**Texte du document**
************

Par déclaration notifiée par le RVPA le 5 septembre 2019, le salarié a interjeté appel de cette décision.
La déclaration d’appel du 5 septembre 2019 indique, au titre de l’objet/portée de l’appel, la mention suivante :
‘Appel limité aux chefs de jugement expressément critiqués
Confirmer le jugement sur les condamnations au titre du préavis, CP afférents, indemnité de licenciement, heures supplémentaires (mais infirmer le quantum) et article 700 du CPC
Infirmer le jugement en ce qu’il n’a pas condamné la société à :
– 33 000 € de DI pour licenciement nul ou à titre subsidiaire pour LSCRS
– 12 306 € d’heures supplémentaires et 1 230.6 € de CP afférents
– 4 298,4 € d’indemnité de trajet
– 10 231,20 € d’indemnité de déplacement
– 76,22 € de prime d’entretien’.

************

**Enregistrements de données**

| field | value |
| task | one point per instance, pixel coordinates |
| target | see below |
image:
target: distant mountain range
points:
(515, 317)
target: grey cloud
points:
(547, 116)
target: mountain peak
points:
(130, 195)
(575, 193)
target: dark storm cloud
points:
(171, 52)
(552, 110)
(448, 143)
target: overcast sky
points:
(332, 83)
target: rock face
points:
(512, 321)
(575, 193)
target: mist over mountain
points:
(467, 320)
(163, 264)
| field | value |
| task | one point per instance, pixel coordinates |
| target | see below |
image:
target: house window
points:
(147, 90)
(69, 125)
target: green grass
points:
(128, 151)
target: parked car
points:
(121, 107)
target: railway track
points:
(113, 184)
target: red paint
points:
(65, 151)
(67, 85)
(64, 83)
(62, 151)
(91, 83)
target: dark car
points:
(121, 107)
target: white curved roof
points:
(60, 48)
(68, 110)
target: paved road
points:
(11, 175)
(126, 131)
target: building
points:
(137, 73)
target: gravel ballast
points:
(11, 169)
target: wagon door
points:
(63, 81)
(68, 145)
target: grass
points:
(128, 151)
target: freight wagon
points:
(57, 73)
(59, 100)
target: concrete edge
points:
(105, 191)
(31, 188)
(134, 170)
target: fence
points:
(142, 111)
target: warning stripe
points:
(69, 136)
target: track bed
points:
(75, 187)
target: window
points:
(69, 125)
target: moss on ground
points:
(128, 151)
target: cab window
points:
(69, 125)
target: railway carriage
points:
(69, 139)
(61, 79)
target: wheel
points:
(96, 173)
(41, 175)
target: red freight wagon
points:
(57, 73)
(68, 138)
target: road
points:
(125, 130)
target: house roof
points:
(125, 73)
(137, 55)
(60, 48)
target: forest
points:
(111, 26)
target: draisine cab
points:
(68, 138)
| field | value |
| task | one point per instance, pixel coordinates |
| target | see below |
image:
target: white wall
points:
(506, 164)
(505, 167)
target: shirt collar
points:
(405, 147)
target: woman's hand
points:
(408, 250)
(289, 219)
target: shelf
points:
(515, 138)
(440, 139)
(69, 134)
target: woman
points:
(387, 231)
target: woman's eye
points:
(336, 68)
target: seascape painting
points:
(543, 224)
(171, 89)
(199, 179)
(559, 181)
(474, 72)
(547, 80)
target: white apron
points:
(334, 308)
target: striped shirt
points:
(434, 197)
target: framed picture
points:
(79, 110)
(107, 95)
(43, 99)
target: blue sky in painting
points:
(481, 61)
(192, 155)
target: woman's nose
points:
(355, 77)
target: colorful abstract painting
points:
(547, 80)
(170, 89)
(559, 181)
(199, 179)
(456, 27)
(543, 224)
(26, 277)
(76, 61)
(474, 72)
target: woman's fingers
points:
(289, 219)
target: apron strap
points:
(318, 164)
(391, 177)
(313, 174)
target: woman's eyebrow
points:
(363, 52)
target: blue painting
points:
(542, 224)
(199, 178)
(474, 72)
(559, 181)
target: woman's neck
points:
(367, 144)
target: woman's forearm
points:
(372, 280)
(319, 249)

************

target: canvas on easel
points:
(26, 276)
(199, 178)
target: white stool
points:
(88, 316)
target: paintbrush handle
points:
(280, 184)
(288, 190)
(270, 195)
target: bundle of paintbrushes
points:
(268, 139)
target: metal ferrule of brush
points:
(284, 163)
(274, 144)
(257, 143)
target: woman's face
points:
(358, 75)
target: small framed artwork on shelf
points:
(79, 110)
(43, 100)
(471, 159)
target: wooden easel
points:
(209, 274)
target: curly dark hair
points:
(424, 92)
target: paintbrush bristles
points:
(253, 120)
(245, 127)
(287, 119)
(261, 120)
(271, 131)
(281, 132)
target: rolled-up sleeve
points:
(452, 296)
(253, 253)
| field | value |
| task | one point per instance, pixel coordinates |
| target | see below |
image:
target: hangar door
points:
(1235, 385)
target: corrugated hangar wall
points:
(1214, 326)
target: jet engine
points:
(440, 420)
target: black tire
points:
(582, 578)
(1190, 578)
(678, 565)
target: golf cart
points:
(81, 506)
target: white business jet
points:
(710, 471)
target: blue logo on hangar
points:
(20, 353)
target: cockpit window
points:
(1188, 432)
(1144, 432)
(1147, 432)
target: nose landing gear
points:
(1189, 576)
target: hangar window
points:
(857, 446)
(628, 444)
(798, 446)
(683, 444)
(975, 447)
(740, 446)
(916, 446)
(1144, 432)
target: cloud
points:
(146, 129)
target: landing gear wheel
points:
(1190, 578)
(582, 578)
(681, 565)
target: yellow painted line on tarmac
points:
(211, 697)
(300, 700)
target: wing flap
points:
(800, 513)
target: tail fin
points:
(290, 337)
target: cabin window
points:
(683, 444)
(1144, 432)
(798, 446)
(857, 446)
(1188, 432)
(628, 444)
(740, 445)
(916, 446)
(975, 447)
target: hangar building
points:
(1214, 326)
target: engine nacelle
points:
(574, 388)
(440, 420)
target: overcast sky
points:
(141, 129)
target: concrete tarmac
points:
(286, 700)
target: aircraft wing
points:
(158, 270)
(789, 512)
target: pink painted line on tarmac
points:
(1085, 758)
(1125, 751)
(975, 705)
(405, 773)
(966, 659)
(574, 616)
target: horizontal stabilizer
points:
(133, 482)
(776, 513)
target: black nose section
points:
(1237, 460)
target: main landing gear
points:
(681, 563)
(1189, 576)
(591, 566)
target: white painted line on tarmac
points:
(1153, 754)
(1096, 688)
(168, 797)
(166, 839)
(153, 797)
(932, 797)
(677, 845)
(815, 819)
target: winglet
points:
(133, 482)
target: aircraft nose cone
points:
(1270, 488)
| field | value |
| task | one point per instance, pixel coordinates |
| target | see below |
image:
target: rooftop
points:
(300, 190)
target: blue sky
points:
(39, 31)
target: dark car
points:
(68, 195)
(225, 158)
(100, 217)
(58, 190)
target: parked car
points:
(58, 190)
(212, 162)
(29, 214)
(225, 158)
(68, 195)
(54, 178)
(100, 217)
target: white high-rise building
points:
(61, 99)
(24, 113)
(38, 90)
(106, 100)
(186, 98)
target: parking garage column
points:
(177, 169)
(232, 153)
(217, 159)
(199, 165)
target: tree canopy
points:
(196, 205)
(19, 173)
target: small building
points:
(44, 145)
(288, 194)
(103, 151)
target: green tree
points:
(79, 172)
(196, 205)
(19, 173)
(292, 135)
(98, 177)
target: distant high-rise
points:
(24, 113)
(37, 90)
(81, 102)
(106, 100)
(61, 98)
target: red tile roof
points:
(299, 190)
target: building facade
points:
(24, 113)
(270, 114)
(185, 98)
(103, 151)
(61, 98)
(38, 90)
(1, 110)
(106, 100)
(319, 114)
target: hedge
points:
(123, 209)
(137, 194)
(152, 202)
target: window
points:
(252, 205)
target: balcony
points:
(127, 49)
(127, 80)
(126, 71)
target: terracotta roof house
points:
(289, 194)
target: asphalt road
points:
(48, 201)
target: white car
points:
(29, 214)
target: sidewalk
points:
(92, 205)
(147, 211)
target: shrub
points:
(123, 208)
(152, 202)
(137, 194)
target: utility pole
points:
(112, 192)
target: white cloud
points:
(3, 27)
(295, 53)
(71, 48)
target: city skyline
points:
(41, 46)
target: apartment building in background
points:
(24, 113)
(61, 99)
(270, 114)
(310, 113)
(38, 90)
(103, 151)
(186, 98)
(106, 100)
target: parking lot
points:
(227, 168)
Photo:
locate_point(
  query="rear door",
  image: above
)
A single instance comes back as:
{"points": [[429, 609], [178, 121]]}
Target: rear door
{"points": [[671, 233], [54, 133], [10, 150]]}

************

**Série d'exercices**
1 > Traduisez en anglais la phrase suivante du texte du document : « Par déclaration notifiée par le RVPA le 5 septembre 2019, le salarié a interjeté appel de cette décision. »
2 > Recopiez le passage du texte du document, de "La déclaration d’appel" jusqu'à "de prime d’entretien’.", en remplaçant "jugement" par "décision".
3 > D'après le texte du document, les affirmations suivantes sont-elles exactes ? Répondez par oui ou par non pour chacune et citez les mots du texte qui tranchent.
(a) La déclaration d'appel est datée du 5 septembre 2019.
(b) La somme de 4 298,4 € est demandée au titre de l'indemnité de déplacement.
(c) L'appel porte sur l'ensemble du jugement.

**Réponses par exercice**
1 > By a notice served through the RVPA on September 5, 2019, the employee appealed this decision.

2 >
La déclaration d’appel du 5 septembre 2019 indique, au titre de l’objet/portée de l’appel, la mention suivante :
‘Appel limité aux chefs de décision expressément critiqués
Confirmer le décision sur les condamnations au titre du préavis, CP afférents, indemnité de licenciement, heures supplémentaires (mais infirmer le quantum) et article 700 du CPC
Infirmer le décision en ce qu’il n’a pas condamné la société à :
– 33 000 € de DI pour licenciement nul ou à titre subsidiaire pour LSCRS
– 12 306 € d’heures supplémentaires et 1 230.6 € de CP afférents
– 4 298,4 € d’indemnité de trajet
– 10 231,20 € d’indemnité de déplacement
– 76,22 € de prime d’entretien’.

3 >
(a) Oui : « La déclaration d’appel du 5 septembre 2019 ».
(b) Non : « 4 298,4 € d’indemnité de trajet ».
(c) Non : « Appel limité aux chefs de jugement expressément critiqués ».